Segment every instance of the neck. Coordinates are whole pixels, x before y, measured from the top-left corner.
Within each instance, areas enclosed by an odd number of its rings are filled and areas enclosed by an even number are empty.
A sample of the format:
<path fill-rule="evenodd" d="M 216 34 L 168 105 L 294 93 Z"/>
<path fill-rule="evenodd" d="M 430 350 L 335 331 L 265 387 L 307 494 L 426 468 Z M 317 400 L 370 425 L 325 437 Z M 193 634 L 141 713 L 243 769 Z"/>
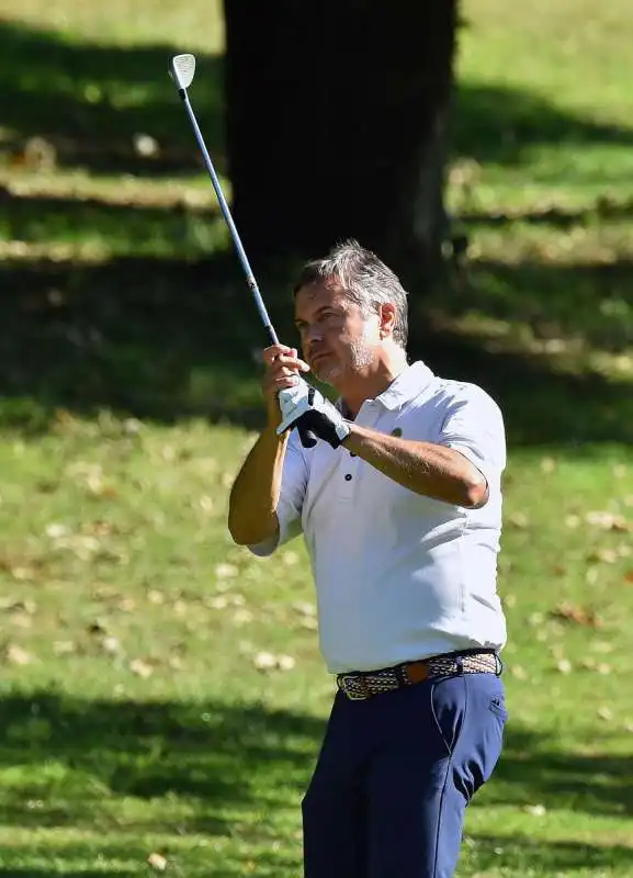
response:
<path fill-rule="evenodd" d="M 361 372 L 354 373 L 338 387 L 346 407 L 355 417 L 365 399 L 375 399 L 407 368 L 407 354 L 402 348 L 385 351 Z"/>

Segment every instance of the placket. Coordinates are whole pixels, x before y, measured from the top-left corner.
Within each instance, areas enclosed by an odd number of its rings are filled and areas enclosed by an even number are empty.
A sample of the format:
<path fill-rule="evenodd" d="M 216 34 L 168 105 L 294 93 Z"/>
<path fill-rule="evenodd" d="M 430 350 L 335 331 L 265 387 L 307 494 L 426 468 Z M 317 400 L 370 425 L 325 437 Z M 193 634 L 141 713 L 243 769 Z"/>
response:
<path fill-rule="evenodd" d="M 374 427 L 382 414 L 382 406 L 374 401 L 363 403 L 361 410 L 355 417 L 355 424 L 359 427 Z M 353 454 L 346 448 L 340 449 L 343 453 L 338 465 L 337 481 L 338 491 L 337 497 L 341 500 L 351 502 L 357 493 L 359 475 L 361 473 L 362 464 L 364 461 L 358 454 Z"/>

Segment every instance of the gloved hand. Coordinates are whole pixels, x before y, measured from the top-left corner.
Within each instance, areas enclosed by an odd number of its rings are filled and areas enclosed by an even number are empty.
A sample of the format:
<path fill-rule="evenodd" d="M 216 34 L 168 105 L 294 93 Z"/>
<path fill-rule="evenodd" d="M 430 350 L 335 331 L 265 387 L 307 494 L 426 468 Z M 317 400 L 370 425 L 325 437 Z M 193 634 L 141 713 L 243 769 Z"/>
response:
<path fill-rule="evenodd" d="M 314 446 L 308 436 L 308 432 L 312 432 L 325 442 L 329 442 L 332 448 L 338 448 L 350 435 L 349 423 L 338 408 L 303 379 L 299 379 L 298 384 L 293 387 L 280 391 L 279 404 L 282 423 L 276 428 L 278 436 L 296 427 L 304 446 L 308 448 Z"/>

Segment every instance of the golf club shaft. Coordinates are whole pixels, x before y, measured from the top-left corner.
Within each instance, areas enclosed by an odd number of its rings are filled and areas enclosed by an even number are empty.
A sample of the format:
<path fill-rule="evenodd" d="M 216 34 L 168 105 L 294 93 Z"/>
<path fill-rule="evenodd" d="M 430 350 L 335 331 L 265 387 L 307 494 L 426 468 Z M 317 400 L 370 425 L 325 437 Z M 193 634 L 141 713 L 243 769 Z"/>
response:
<path fill-rule="evenodd" d="M 257 281 L 255 279 L 255 274 L 252 273 L 249 261 L 247 259 L 246 251 L 241 246 L 241 240 L 239 238 L 236 225 L 233 222 L 233 216 L 230 215 L 230 211 L 228 209 L 228 204 L 226 203 L 226 199 L 224 198 L 224 192 L 222 191 L 219 180 L 217 179 L 215 168 L 213 167 L 211 156 L 208 155 L 206 144 L 204 143 L 204 137 L 202 136 L 202 132 L 200 131 L 200 126 L 197 124 L 195 113 L 193 112 L 193 108 L 190 103 L 189 95 L 186 94 L 186 90 L 179 89 L 179 94 L 182 98 L 182 102 L 184 103 L 184 108 L 189 114 L 189 119 L 191 121 L 191 125 L 195 134 L 195 139 L 197 140 L 200 151 L 202 153 L 202 157 L 204 158 L 204 164 L 206 165 L 206 170 L 208 171 L 208 176 L 211 177 L 211 182 L 213 183 L 213 188 L 215 189 L 215 194 L 217 195 L 217 201 L 219 202 L 219 209 L 224 214 L 224 218 L 226 219 L 226 224 L 228 226 L 228 230 L 230 232 L 233 243 L 235 244 L 235 249 L 237 250 L 239 261 L 241 262 L 244 273 L 246 274 L 246 282 L 248 283 L 250 291 L 253 294 L 256 305 L 258 307 L 261 319 L 263 322 L 265 329 L 268 330 L 272 344 L 279 345 L 276 333 L 274 331 L 273 325 L 270 322 L 270 317 L 268 316 L 268 311 L 263 303 L 263 299 L 261 297 L 261 293 L 259 292 L 259 286 L 257 285 Z"/>

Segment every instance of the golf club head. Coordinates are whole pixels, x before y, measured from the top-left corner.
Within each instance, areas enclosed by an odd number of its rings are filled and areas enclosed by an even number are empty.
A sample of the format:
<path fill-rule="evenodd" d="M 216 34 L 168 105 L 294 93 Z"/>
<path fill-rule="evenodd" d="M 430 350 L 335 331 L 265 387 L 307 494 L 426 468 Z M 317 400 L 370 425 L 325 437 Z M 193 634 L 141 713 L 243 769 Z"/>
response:
<path fill-rule="evenodd" d="M 179 89 L 188 89 L 195 74 L 195 57 L 190 54 L 174 55 L 169 66 L 169 75 Z"/>

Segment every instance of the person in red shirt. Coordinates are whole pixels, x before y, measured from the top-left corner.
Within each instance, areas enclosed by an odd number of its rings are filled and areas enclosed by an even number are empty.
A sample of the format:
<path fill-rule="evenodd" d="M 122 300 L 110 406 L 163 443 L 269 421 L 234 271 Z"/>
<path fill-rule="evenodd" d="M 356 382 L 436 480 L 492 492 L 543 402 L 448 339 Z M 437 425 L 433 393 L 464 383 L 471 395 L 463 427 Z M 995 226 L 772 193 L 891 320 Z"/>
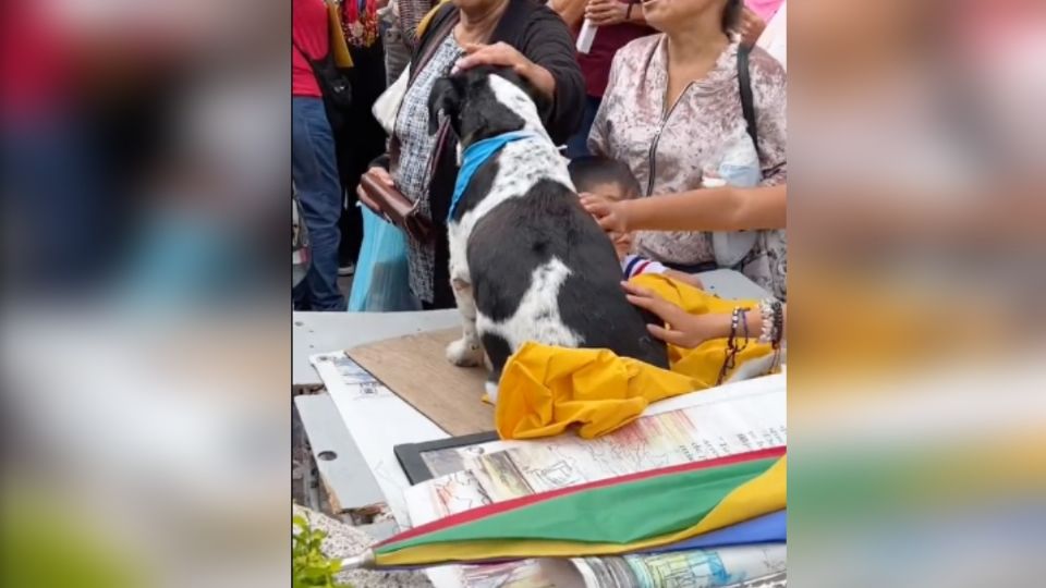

####

Revise all of the records above by replacing "top-left corner" with "upper-left corner" wherever it occurs, and change nothing else. Leave the pictures out of your version.

* **The response**
Segment every instance of the neck. Coordinates are whole pixels, x before y, measured from the upper-left corner.
Within each instance, areas enclosed by an odd number of its rings are filled and areas enclosed by an even number are empty.
A sample of the format:
<path fill-rule="evenodd" d="M 216 34 L 168 105 L 294 93 Z"/>
<path fill-rule="evenodd" d="M 430 350 L 335 331 L 265 387 L 307 494 L 426 468 Z M 317 400 L 370 425 L 325 437 Z M 193 634 L 141 713 L 243 769 Z"/>
response:
<path fill-rule="evenodd" d="M 361 372 L 354 373 L 338 387 L 346 407 L 355 417 L 365 399 L 375 399 L 407 368 L 407 354 L 402 348 L 385 351 Z"/>

Segment every instance of the placket. Coordinates are whole pixels, x before y, measured from the upper-left corner.
Within each instance, areas enclosed by an odd number of its rings are filled and areas enclosed by an even number are empty.
A sample of the format:
<path fill-rule="evenodd" d="M 216 34 L 168 105 L 294 93 Z"/>
<path fill-rule="evenodd" d="M 430 350 L 335 331 L 265 387 L 307 494 L 426 468 Z M 317 400 L 370 425 L 325 437 Z M 193 634 L 141 713 L 243 769 Z"/>
response:
<path fill-rule="evenodd" d="M 374 427 L 382 414 L 382 406 L 374 401 L 363 403 L 361 410 L 355 417 L 355 424 L 359 427 Z M 353 454 L 346 448 L 340 449 L 343 453 L 338 465 L 337 481 L 338 491 L 337 497 L 341 500 L 351 502 L 357 493 L 359 475 L 361 473 L 362 464 L 364 461 L 358 454 Z"/>

Segment every instance of the gloved hand. Coordinates are whole pixels, x before y, measured from the upper-left corner.
Within each instance, areas enclosed by an odd number of its rings are filled and areas enclosed by an even number are empty.
A sample of the format:
<path fill-rule="evenodd" d="M 216 34 L 168 105 L 294 93 Z"/>
<path fill-rule="evenodd" d="M 430 350 L 335 331 L 265 387 L 307 494 L 426 468 Z M 317 400 L 370 425 L 325 437 Z M 193 634 L 141 713 L 243 769 Z"/>
response:
<path fill-rule="evenodd" d="M 314 446 L 308 436 L 308 432 L 312 432 L 325 442 L 329 442 L 332 448 L 338 448 L 350 435 L 349 423 L 338 408 L 303 379 L 299 379 L 298 384 L 293 387 L 280 391 L 279 404 L 282 423 L 276 428 L 278 436 L 296 427 L 304 446 L 308 448 Z"/>

Segment every instance of the golf club shaft. Coordinates are whole pixels, x before y, measured from the upper-left corner.
Within each instance, areas enclosed by an odd number of its rings are filled and areas enclosed by an even number are empty.
A sample of the format:
<path fill-rule="evenodd" d="M 216 34 L 168 105 L 294 93 Z"/>
<path fill-rule="evenodd" d="M 430 350 L 335 331 L 265 387 L 307 494 L 426 468 Z M 317 400 L 370 425 L 325 437 Z M 193 634 L 141 713 L 243 769 Z"/>
response:
<path fill-rule="evenodd" d="M 257 281 L 255 279 L 255 274 L 252 273 L 249 261 L 247 259 L 246 251 L 241 246 L 241 240 L 239 238 L 236 225 L 233 222 L 233 216 L 230 215 L 230 211 L 228 209 L 228 204 L 226 203 L 226 199 L 224 198 L 224 192 L 222 191 L 219 180 L 217 179 L 215 168 L 213 167 L 211 156 L 208 155 L 206 144 L 204 143 L 204 137 L 202 136 L 202 132 L 200 131 L 200 126 L 197 124 L 195 113 L 193 112 L 193 108 L 190 103 L 189 95 L 186 94 L 186 90 L 179 89 L 179 94 L 182 98 L 182 102 L 184 103 L 184 108 L 189 114 L 189 119 L 191 121 L 191 125 L 195 134 L 195 139 L 197 140 L 200 151 L 202 153 L 202 157 L 204 158 L 204 164 L 206 165 L 206 170 L 208 171 L 208 176 L 211 177 L 211 182 L 213 183 L 213 188 L 215 189 L 215 194 L 217 195 L 217 201 L 219 202 L 219 209 L 224 214 L 224 218 L 226 219 L 226 224 L 228 226 L 228 230 L 230 232 L 233 243 L 235 244 L 235 249 L 237 250 L 239 261 L 241 262 L 244 273 L 246 274 L 246 282 L 248 283 L 250 291 L 253 294 L 256 305 L 258 307 L 261 319 L 263 322 L 265 329 L 268 330 L 272 344 L 279 345 L 276 333 L 274 331 L 273 325 L 270 322 L 270 317 L 268 316 L 268 311 L 263 303 L 263 299 L 261 297 L 261 293 L 259 292 L 259 286 L 257 285 Z"/>

Segment every instance of the golf club head. Coordinates are whole pixels, x before y, measured from the upper-left corner.
Within each instance, areas enclosed by an odd number of its rings are filled and areas enclosed by an even number are empty.
A sample of the format:
<path fill-rule="evenodd" d="M 216 34 L 168 105 L 294 93 Z"/>
<path fill-rule="evenodd" d="M 430 350 L 335 331 L 265 387 L 307 494 L 426 468 Z M 317 400 L 370 425 L 325 437 Z M 193 634 L 141 713 L 243 769 Z"/>
response:
<path fill-rule="evenodd" d="M 179 89 L 188 89 L 195 74 L 195 57 L 190 54 L 174 55 L 169 66 L 169 75 Z"/>

Segment every instance of the person in red shirt. Coordinates are whole pixels, x before y, measured from the upper-left corner.
Within each instance, areas enclosed by an odd number of its rings are filled and areas enclosed by an even number are empty.
A sample of the format:
<path fill-rule="evenodd" d="M 122 300 L 110 406 L 163 443 L 269 421 L 234 271 Z"/>
<path fill-rule="evenodd" d="M 356 382 L 436 480 L 492 492 L 543 402 L 448 339 Z M 437 425 L 433 393 L 464 383 L 471 395 L 463 427 Z M 995 226 L 772 193 L 891 320 Z"/>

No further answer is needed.